INSTRUCTIONS TO FOLLOW: Update the data below by putting "grandstand seats" in place of "stadium seating" and keeping everything else the same. Leave the pictures out of your answer.

RECORDED INFORMATION:
.....

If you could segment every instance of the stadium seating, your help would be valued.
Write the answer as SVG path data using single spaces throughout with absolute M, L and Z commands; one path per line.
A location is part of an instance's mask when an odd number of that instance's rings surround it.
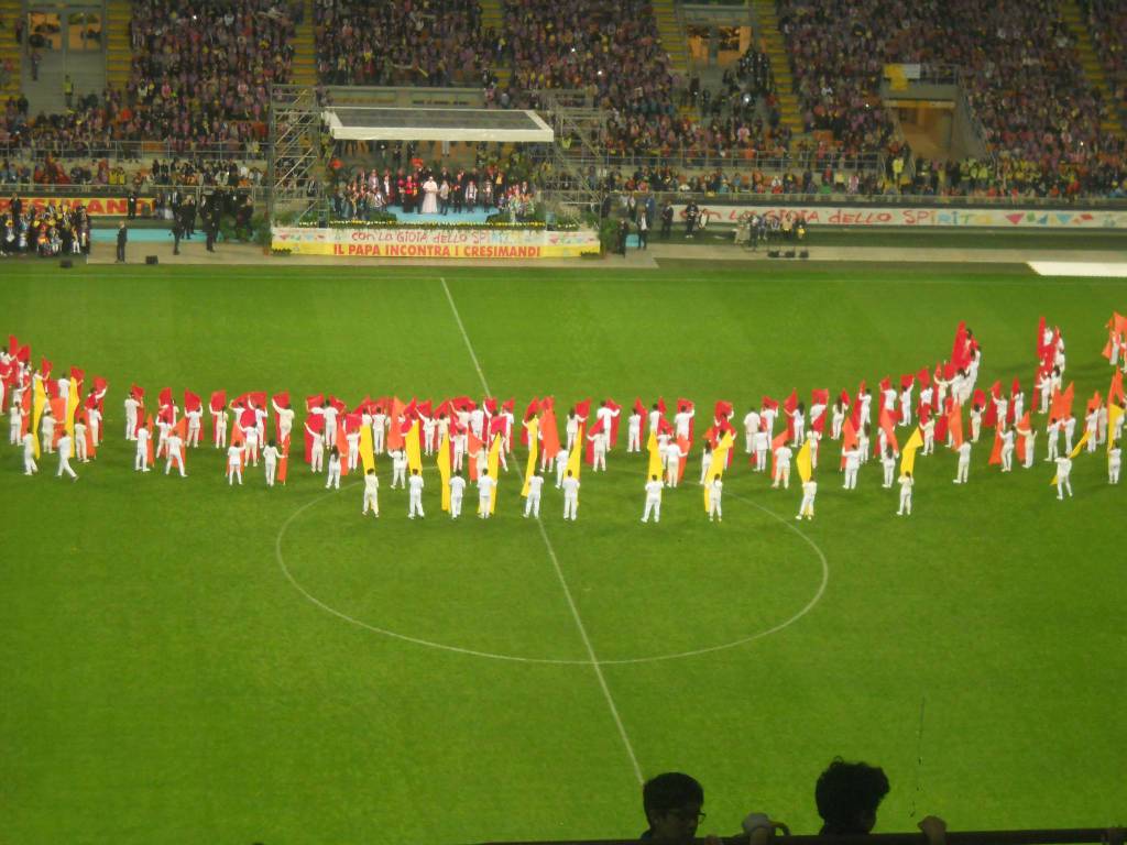
M 326 84 L 481 84 L 494 48 L 477 0 L 330 0 L 313 29 Z
M 893 137 L 878 97 L 886 62 L 935 62 L 962 72 L 997 158 L 995 190 L 1009 192 L 1012 175 L 1033 193 L 1101 190 L 1121 174 L 1122 143 L 1100 133 L 1098 96 L 1055 2 L 779 6 L 806 126 L 832 128 L 845 150 Z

.....

TASK RESULT:
If you could segment every instance of the grandstand seats, your help would be valued.
Write the answer as SVG path data using single spaces throughout with absolute M, L and Z commands; one path per line.
A location is part of an instance's mask when an odd number of that instance's rings surround it.
M 326 84 L 481 84 L 494 48 L 477 0 L 330 0 L 313 29 Z
M 893 137 L 878 97 L 886 62 L 935 62 L 962 72 L 997 158 L 995 190 L 1009 192 L 1012 175 L 1033 193 L 1101 190 L 1121 174 L 1122 143 L 1100 133 L 1098 96 L 1055 2 L 779 6 L 806 126 L 832 128 L 845 150 Z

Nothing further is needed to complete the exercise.